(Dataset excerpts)
○ ○ ○ ○ ○
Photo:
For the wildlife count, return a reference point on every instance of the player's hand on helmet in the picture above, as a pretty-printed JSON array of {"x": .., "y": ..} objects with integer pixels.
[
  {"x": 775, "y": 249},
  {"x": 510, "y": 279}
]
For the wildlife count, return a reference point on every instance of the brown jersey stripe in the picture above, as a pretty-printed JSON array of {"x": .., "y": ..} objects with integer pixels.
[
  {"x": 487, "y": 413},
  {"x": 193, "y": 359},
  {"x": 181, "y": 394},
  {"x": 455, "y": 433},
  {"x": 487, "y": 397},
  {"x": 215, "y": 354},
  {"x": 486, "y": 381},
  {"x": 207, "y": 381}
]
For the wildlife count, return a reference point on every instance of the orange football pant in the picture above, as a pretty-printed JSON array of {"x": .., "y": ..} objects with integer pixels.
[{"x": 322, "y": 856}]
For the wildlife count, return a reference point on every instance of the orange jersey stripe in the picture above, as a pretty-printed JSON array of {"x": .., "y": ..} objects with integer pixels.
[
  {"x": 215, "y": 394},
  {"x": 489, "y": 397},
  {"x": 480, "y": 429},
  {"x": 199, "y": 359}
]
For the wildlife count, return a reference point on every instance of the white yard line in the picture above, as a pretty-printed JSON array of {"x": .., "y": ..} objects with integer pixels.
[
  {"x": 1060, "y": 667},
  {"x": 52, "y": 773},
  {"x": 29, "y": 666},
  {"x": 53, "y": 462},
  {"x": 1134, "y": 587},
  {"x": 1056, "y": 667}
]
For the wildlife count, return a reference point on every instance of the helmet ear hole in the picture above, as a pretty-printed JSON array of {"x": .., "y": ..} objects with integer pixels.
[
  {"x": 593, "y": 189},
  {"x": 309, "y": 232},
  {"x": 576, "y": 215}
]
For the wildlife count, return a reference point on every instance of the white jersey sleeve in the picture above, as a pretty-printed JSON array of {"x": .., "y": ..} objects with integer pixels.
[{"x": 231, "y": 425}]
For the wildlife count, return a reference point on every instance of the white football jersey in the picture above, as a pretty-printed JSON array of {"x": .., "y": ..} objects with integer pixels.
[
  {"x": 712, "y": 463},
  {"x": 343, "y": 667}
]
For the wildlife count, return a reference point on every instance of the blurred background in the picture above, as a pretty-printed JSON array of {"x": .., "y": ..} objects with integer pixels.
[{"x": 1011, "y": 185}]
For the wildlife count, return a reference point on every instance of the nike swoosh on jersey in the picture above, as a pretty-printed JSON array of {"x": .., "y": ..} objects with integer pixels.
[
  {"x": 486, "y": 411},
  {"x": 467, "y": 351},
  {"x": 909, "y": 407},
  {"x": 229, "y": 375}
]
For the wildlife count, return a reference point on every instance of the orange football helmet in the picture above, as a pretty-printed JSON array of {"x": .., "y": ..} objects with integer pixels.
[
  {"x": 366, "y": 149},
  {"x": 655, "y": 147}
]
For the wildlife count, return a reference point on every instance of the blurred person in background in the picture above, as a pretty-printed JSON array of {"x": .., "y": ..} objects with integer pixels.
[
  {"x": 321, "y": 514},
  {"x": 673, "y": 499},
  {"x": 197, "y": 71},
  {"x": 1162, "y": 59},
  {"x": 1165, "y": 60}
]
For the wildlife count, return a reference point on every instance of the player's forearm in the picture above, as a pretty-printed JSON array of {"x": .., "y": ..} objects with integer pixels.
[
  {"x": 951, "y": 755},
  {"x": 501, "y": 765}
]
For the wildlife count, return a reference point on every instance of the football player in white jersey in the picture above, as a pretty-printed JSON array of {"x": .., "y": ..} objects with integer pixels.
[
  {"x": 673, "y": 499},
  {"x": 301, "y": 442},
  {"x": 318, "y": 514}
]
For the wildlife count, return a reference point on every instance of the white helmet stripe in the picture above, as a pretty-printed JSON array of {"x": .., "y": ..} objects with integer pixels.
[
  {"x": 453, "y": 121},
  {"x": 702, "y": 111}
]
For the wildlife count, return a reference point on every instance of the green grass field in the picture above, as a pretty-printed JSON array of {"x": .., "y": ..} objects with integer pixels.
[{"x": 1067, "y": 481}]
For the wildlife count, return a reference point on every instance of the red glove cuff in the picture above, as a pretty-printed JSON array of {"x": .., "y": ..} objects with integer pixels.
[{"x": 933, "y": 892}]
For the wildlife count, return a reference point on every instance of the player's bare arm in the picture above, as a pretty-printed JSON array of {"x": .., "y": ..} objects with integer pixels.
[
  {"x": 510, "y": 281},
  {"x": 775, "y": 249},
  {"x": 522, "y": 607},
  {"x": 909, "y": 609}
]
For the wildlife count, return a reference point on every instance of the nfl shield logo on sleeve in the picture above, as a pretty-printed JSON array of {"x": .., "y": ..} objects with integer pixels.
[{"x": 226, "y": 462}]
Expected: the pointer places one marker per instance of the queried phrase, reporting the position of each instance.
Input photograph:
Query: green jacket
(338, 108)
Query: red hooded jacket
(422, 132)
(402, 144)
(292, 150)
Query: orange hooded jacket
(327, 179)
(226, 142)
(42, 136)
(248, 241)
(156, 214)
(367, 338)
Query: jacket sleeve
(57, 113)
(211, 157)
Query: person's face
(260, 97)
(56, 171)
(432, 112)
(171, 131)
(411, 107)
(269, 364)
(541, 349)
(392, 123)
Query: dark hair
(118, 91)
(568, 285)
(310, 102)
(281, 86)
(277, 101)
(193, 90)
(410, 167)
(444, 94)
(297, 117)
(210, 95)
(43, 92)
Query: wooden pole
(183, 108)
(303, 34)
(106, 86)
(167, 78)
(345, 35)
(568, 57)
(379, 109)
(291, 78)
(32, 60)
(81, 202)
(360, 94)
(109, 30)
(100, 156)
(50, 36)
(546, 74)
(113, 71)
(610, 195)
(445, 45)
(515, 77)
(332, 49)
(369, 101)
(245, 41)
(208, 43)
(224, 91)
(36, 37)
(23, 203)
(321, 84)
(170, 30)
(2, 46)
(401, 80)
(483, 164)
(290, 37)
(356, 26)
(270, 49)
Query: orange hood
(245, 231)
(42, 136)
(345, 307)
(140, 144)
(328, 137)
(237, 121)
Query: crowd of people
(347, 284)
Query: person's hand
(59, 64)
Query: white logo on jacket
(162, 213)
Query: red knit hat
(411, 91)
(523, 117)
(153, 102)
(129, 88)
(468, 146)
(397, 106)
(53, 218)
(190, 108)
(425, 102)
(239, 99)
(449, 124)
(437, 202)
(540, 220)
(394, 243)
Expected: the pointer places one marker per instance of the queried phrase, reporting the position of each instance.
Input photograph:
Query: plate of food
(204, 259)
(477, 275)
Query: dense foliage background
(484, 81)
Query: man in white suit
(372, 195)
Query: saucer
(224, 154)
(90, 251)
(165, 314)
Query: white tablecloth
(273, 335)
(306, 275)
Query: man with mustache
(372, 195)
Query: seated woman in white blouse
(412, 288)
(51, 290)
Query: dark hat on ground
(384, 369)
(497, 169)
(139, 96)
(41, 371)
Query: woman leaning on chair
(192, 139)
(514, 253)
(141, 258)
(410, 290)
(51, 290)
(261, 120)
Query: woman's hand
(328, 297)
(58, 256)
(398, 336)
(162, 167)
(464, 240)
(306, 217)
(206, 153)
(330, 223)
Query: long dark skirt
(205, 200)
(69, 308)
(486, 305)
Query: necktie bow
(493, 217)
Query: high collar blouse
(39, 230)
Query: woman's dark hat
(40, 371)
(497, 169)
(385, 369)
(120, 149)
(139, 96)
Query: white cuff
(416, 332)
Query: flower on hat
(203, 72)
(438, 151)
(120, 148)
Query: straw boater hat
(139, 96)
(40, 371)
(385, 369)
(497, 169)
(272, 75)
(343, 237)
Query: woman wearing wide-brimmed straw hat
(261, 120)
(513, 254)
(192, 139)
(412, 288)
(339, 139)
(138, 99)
○ ○ ○ ○ ○
▸ **Aim of the exercise**
The lines from the one containing "Query: woman's hand" through the end of the data are to be copied exactly, the first and last of them included.

▸ **Solution**
Query: woman's hand
(328, 297)
(58, 256)
(398, 336)
(162, 167)
(464, 240)
(306, 217)
(206, 153)
(330, 223)
Query: long dark skirt
(205, 200)
(69, 308)
(486, 305)
Query: necktie bow
(493, 217)
Query: high collar blouse
(39, 230)
Query: woman's dark hat
(40, 371)
(497, 169)
(385, 369)
(120, 149)
(139, 96)
Query: white cuff
(416, 332)
Query: flower on hat
(203, 72)
(438, 151)
(120, 148)
Query: straw boater hat
(139, 96)
(40, 371)
(385, 369)
(497, 169)
(272, 75)
(343, 237)
Query: woman wearing wide-brimmed straw hat
(261, 120)
(513, 254)
(192, 139)
(412, 288)
(339, 139)
(138, 99)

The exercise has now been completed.